→ REQUEST: Find the line that contains "the bridge arch". Output it and every line after it to the end of the records, exactly as they appear.

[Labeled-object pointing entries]

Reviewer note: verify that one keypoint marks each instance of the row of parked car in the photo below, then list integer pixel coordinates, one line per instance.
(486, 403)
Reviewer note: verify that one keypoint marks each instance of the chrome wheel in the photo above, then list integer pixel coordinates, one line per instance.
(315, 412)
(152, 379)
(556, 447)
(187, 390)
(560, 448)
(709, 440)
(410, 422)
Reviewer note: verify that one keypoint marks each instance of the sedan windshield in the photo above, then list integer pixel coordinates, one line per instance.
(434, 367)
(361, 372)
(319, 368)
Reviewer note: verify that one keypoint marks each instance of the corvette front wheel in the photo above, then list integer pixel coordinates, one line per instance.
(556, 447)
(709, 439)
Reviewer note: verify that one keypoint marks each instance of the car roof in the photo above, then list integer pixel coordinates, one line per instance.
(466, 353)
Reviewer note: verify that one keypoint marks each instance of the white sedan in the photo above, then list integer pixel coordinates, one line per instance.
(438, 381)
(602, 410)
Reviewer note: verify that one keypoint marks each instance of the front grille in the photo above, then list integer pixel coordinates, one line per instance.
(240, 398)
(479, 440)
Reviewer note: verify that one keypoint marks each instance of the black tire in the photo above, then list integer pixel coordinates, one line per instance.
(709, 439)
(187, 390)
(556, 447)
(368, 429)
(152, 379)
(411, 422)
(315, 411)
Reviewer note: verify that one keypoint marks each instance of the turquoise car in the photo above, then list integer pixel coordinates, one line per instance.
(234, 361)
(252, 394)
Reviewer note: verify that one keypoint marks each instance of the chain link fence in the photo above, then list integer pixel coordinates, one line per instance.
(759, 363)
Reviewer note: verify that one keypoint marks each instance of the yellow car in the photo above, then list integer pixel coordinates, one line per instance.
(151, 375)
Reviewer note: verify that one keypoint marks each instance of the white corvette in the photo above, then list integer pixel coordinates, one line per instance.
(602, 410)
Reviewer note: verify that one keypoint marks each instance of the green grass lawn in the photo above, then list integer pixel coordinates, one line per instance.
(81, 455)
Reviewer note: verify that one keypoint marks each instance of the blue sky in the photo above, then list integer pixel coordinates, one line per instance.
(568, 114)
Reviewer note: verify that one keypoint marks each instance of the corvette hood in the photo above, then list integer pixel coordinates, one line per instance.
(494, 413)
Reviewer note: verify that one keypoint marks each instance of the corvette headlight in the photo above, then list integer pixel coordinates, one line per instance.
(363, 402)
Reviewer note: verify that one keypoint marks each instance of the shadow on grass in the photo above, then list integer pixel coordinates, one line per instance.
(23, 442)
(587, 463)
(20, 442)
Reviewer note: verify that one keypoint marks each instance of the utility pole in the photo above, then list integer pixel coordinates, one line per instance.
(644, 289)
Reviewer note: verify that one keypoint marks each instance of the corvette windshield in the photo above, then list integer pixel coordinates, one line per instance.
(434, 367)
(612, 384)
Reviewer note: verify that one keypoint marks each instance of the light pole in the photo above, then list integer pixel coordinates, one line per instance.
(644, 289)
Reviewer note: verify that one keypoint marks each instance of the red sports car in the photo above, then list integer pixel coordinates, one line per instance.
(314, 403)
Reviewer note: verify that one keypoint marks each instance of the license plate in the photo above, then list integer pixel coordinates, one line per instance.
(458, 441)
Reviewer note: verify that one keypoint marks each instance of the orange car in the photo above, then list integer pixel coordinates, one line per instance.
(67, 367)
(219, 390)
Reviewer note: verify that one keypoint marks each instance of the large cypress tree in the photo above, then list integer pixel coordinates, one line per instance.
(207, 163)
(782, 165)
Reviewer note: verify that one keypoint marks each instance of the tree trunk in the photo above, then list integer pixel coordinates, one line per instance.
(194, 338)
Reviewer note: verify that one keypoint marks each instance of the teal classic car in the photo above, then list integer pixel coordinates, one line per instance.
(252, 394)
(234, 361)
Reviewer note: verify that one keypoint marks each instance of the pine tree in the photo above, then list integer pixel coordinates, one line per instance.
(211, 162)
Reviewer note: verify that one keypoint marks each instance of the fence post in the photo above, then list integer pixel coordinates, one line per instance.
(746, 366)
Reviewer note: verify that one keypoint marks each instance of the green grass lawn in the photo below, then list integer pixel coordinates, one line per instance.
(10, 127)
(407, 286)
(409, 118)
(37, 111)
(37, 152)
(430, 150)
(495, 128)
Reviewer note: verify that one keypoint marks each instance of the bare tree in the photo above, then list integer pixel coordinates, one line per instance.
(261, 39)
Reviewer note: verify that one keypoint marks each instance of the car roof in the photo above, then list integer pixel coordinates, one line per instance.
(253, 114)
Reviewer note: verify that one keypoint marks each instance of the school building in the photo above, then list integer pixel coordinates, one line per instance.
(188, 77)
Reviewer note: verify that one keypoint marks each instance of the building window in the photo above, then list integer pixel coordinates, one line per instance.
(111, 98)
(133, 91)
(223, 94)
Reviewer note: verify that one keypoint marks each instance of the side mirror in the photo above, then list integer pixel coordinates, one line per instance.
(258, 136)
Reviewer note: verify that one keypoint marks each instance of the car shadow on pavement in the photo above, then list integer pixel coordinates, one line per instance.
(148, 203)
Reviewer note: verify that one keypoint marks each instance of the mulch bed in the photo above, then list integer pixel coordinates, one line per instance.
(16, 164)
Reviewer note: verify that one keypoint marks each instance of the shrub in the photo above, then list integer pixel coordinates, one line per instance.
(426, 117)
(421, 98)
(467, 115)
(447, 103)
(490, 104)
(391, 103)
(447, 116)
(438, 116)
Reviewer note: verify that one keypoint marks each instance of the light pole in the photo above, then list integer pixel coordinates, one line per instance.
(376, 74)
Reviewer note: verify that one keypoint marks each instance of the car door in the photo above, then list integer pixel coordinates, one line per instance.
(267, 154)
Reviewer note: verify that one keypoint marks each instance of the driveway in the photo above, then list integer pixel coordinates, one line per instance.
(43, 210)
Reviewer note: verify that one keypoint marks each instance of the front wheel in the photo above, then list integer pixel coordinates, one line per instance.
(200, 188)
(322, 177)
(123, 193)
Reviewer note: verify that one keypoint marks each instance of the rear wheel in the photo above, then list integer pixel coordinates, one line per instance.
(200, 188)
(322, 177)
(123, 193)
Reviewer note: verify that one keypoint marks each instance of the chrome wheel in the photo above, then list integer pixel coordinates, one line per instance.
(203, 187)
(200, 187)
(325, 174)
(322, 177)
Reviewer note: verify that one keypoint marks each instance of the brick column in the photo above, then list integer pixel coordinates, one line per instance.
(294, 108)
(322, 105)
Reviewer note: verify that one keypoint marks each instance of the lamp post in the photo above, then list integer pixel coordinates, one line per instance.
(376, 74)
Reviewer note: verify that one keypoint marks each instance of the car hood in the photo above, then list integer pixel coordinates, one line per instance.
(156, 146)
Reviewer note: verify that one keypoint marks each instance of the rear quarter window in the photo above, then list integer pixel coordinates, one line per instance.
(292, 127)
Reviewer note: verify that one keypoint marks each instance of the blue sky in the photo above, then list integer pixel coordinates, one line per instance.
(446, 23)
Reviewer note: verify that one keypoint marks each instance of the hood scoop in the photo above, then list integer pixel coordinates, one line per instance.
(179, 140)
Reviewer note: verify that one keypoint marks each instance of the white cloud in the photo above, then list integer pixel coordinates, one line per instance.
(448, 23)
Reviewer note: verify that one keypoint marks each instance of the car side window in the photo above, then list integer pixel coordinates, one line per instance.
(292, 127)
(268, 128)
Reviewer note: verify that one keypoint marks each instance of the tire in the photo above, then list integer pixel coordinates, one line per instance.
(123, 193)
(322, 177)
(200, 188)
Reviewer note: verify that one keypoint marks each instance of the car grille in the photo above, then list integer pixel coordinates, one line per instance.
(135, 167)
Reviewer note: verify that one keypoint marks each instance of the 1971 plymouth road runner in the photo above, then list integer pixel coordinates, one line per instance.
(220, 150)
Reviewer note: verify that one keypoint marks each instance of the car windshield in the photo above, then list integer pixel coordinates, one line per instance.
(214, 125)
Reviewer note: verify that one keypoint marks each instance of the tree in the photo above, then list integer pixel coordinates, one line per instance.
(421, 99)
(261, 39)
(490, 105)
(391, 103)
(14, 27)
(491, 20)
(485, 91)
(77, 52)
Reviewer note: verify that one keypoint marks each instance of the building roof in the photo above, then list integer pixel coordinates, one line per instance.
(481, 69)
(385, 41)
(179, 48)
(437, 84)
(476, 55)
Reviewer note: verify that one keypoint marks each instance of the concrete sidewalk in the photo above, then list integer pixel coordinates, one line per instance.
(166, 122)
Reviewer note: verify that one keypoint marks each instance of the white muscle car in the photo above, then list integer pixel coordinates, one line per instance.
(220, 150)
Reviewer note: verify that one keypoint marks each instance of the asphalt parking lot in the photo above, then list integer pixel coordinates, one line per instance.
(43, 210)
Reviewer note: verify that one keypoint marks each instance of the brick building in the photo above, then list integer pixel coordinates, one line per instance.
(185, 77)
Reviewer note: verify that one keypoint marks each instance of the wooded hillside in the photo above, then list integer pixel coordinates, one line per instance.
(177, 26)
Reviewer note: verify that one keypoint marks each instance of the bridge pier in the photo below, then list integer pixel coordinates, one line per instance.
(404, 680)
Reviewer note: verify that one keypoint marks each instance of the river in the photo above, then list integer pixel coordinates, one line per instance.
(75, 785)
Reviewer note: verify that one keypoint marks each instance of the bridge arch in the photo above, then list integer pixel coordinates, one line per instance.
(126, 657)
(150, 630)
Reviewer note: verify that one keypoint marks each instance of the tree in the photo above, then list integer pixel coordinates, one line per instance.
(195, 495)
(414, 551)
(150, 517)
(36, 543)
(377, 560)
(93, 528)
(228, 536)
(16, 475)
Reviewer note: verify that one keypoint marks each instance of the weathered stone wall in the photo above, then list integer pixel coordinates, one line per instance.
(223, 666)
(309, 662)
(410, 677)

→ TASK OUTPUT:
Reviewer note: verify that one keypoint marks each instance of the bridge arch in the photo above, then list integer pixel coordinates, one line per instance.
(126, 657)
(150, 630)
Reviewer note: verify that one keypoint marks each instance of the tree in the photo above, then list integer pixel coordinates, one line per instance.
(195, 495)
(414, 551)
(150, 517)
(36, 543)
(377, 560)
(93, 528)
(228, 536)
(16, 475)
Reviewer note: verify that one keypoint marks each instance of the weathered stone wall in the photo above, then list integer pixel coordinates, one line per instance.
(223, 666)
(309, 662)
(410, 677)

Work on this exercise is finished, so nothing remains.